--- WHAT TO DO ---
Using the entries below, quote exactly the span of lines that begins with the line containing "of the river" and ends with the final line.

--- DATA RECORDS ---
______________________________

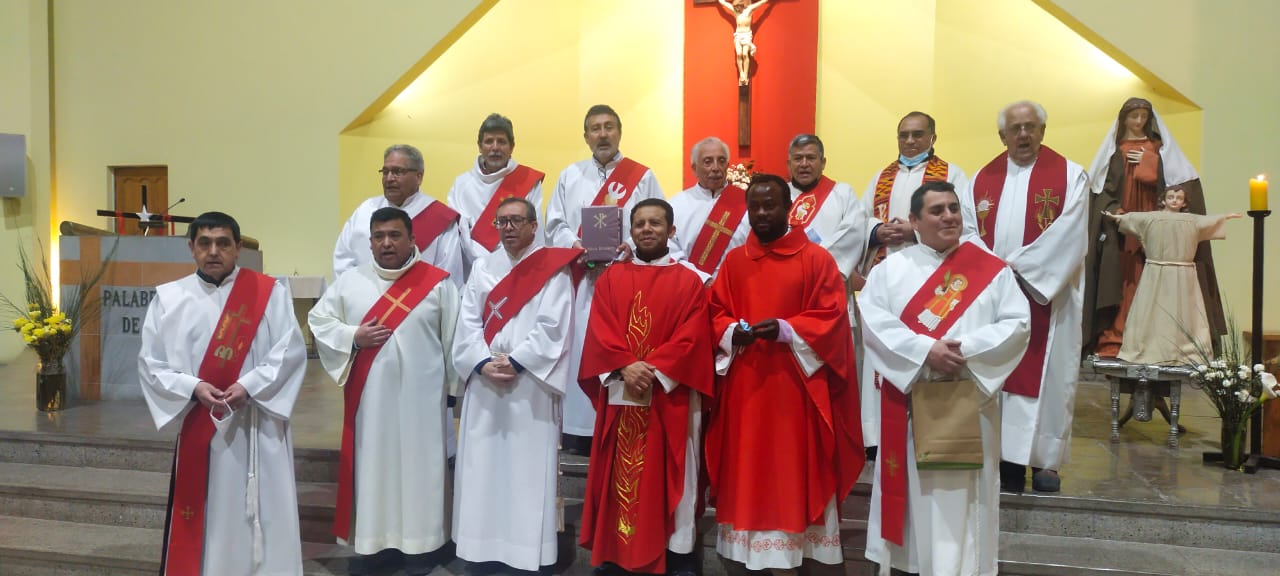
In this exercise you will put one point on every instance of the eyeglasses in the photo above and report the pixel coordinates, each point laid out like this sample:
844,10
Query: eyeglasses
511,222
396,172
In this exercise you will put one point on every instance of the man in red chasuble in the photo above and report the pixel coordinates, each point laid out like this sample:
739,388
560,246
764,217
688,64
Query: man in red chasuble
647,364
784,444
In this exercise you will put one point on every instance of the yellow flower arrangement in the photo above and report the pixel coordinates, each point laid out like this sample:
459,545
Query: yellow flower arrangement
44,327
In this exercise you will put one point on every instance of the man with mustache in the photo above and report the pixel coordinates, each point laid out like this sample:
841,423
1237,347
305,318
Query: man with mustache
494,177
784,446
223,353
511,348
888,200
437,231
384,333
647,369
604,179
711,216
940,315
1037,223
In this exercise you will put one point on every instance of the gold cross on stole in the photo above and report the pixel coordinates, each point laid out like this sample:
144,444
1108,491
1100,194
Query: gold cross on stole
720,228
1045,215
234,320
396,304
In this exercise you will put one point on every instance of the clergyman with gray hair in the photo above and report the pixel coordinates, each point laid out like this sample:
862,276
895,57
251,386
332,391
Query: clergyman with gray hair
1032,213
437,231
711,215
493,177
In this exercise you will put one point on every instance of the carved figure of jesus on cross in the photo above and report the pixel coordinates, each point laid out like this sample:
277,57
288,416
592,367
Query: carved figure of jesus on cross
743,46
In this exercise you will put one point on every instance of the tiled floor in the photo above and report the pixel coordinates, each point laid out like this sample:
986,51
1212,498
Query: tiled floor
1137,469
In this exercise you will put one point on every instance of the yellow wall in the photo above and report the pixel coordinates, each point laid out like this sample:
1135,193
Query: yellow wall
958,65
542,64
243,100
23,110
1224,56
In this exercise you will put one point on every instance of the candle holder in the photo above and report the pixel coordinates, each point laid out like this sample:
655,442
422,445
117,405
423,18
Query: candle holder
1256,458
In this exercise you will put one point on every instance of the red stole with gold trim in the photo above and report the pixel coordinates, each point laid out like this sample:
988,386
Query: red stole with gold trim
1045,193
515,184
940,302
525,280
808,204
389,311
432,222
717,232
224,356
935,170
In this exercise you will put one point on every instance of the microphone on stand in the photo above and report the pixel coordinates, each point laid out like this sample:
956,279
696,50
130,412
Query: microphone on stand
172,231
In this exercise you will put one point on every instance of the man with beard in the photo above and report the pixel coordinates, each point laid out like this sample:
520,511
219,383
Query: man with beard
784,446
435,225
711,215
936,316
384,332
494,177
647,366
604,179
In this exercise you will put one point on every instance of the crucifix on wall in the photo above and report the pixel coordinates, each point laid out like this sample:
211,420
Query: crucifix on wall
744,50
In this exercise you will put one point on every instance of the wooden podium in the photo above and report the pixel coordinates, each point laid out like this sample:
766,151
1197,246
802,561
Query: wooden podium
103,362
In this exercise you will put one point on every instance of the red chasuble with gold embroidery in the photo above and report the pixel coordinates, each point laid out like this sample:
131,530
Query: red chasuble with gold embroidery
781,444
659,315
1045,191
184,542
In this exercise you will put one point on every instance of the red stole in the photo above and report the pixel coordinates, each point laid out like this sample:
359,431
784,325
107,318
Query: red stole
657,314
935,170
433,220
940,301
224,356
1045,195
517,183
808,204
389,310
717,232
525,280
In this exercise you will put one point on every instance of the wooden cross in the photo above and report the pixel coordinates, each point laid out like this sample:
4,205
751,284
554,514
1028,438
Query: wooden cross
720,228
397,304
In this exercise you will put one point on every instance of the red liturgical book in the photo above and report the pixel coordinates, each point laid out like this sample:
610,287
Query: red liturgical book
602,232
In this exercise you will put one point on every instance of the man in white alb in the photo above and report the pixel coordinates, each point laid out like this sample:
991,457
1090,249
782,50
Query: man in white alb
1037,223
437,229
888,200
511,348
222,352
940,312
711,216
494,177
384,333
604,179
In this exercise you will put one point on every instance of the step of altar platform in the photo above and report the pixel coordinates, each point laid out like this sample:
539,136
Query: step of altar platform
94,487
129,453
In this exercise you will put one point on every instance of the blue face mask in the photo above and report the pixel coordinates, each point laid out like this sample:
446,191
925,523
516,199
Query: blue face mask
913,160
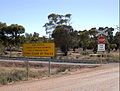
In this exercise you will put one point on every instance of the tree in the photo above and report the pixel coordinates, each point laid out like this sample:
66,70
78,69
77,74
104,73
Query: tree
62,37
13,33
60,28
55,20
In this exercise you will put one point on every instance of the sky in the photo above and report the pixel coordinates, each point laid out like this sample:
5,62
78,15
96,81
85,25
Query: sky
86,14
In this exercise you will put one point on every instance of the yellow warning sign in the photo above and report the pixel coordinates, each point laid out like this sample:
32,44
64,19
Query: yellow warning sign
39,49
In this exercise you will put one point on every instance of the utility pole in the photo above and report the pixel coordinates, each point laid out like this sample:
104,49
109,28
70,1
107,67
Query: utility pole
118,28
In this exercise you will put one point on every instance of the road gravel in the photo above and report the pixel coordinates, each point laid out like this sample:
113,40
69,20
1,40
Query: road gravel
103,78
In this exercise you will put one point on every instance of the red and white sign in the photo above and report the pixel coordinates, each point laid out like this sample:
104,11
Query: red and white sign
101,40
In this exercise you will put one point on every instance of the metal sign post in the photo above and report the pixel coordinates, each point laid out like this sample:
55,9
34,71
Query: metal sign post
101,42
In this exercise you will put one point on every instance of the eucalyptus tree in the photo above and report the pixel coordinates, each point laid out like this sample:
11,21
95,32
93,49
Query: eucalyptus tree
13,33
60,28
3,38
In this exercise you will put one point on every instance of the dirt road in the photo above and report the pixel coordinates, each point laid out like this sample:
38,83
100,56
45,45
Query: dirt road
104,78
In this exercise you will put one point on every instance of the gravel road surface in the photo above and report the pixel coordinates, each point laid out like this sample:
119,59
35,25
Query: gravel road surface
104,78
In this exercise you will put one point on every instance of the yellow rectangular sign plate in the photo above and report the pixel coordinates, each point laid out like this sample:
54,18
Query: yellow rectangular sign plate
39,49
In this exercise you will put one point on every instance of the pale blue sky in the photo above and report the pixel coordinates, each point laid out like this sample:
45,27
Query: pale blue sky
86,14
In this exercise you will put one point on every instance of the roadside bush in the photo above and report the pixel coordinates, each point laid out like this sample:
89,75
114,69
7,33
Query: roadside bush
17,75
61,69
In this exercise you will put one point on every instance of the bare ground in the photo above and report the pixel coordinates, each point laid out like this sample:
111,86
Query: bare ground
103,78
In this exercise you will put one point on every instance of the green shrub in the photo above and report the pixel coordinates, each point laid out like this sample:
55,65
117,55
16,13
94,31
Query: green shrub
17,75
61,69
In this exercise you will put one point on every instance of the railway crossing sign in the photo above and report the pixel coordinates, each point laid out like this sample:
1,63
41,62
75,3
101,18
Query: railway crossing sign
101,40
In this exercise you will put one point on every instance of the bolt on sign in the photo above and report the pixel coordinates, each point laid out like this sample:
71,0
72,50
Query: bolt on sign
39,49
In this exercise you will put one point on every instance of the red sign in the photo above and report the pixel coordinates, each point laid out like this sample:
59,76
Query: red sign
101,40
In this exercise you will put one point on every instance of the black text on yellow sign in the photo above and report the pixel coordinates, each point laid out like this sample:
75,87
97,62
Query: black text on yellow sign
39,49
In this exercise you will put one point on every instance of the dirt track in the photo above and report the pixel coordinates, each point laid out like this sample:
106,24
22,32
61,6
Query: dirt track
105,78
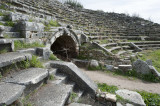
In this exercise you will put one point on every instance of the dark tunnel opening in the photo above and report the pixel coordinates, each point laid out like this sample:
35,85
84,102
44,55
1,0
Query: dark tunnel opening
64,48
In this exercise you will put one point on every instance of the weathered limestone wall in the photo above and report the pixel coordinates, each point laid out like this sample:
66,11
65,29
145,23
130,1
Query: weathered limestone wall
93,23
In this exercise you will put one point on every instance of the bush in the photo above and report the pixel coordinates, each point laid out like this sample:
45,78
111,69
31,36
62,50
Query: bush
52,57
73,4
107,88
150,99
21,45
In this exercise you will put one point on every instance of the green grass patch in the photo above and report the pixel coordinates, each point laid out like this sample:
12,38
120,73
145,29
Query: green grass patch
53,57
107,88
51,77
1,23
20,45
73,4
1,14
9,23
150,99
152,55
4,50
148,77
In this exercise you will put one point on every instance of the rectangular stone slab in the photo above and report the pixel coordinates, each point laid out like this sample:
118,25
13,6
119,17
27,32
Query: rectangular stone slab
28,76
52,95
75,75
10,93
13,57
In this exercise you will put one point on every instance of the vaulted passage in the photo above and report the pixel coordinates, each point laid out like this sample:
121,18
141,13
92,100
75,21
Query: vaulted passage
64,47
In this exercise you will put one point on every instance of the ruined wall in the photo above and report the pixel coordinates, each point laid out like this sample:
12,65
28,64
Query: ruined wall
93,23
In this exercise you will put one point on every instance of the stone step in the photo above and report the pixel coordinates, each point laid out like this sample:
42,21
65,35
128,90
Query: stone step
78,104
115,48
10,93
149,45
13,57
52,95
29,76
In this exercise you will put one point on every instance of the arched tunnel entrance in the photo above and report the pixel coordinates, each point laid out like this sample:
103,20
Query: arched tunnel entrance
64,48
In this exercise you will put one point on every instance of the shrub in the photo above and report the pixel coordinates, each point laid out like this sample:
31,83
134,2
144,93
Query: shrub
20,45
107,88
73,4
52,57
9,23
150,99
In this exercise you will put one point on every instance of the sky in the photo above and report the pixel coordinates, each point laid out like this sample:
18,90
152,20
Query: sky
147,9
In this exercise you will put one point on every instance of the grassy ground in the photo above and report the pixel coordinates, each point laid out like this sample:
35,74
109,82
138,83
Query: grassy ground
20,45
150,99
154,56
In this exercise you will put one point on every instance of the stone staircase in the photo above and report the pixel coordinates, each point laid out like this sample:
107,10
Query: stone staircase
45,86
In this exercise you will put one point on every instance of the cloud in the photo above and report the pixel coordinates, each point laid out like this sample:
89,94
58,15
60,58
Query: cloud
145,8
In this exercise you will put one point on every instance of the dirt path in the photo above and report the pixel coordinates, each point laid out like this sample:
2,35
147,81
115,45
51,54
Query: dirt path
122,82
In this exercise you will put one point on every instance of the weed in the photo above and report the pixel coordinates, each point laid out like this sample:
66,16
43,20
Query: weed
4,50
52,57
1,14
9,23
150,99
21,45
1,23
51,77
107,88
147,77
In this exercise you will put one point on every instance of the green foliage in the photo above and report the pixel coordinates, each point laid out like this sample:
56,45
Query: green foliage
21,45
1,23
1,14
0,75
147,77
94,68
4,50
54,23
152,55
51,77
150,99
107,88
9,23
34,62
73,96
52,57
2,7
73,4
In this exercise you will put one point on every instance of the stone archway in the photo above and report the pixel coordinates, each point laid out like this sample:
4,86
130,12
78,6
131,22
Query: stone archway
64,44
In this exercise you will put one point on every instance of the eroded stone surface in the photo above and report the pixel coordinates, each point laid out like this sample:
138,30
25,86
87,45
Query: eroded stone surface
75,75
132,96
10,93
52,95
29,76
78,104
141,67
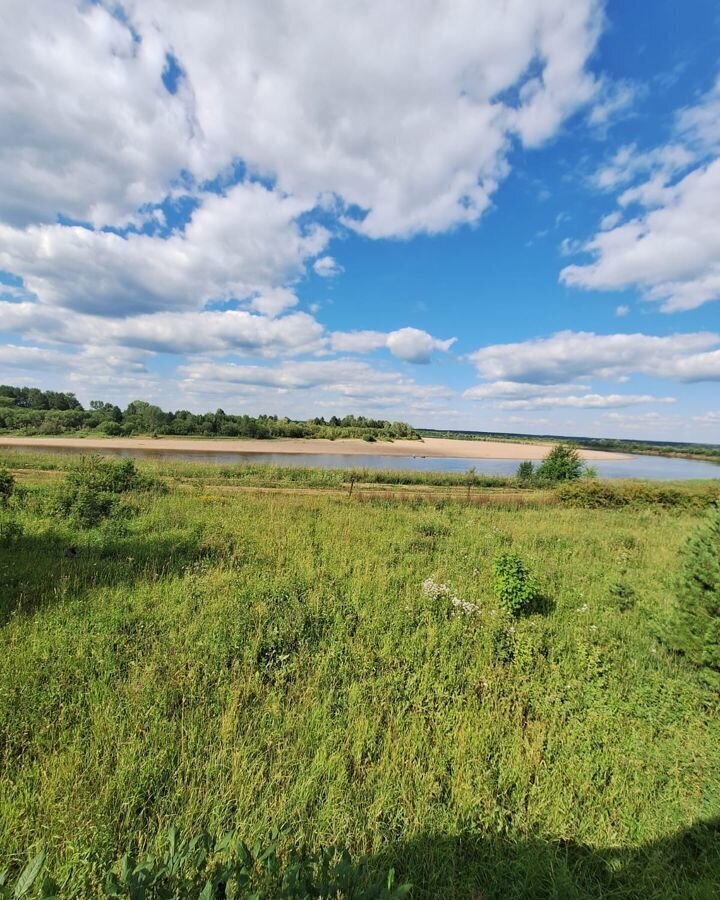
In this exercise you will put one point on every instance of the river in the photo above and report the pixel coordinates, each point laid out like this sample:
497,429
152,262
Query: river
655,468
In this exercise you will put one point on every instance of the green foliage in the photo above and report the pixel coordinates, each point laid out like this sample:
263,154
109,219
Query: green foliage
7,486
238,658
209,868
526,471
10,529
562,463
91,491
513,583
636,494
695,626
27,883
32,411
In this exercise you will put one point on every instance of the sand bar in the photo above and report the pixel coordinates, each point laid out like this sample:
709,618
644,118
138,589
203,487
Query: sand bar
436,448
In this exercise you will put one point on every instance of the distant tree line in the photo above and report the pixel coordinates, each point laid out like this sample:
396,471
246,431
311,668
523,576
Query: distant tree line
619,445
30,411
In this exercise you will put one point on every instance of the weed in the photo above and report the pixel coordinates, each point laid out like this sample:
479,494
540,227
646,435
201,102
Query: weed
515,587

______________________________

--- ANSWER BELOW ---
In this exercise you will put one point on every instance of the river in the photo above and report the pixel coordinates, each point laid out like this sample:
497,429
152,262
Query: river
655,468
In this exercise you will put one point on every instance of the green foliage in the photo above and report the pixel coordinates, each point laid out like this sample:
263,154
109,219
Query: green foliage
7,486
238,658
209,868
526,471
10,529
562,463
91,491
513,583
636,494
695,626
27,883
32,411
In this exercise you will put one point on every instance of the sand bar in the photo above and report the pixel coordinates, each point laid out like this sample:
709,618
644,118
138,589
203,487
Query: sand bar
436,448
In this exercise you will put one point on every instance of the distant tree line in the photo above and report the pixel coordinates, each point laid out like this sample:
396,471
246,431
311,668
523,576
Query: distant tree line
619,445
30,411
In this exercise you will put one point on every instance of the weed in the photo above and report the pixel coordinates, each point laid out like this sample:
479,494
540,227
646,435
201,102
Query: weed
515,587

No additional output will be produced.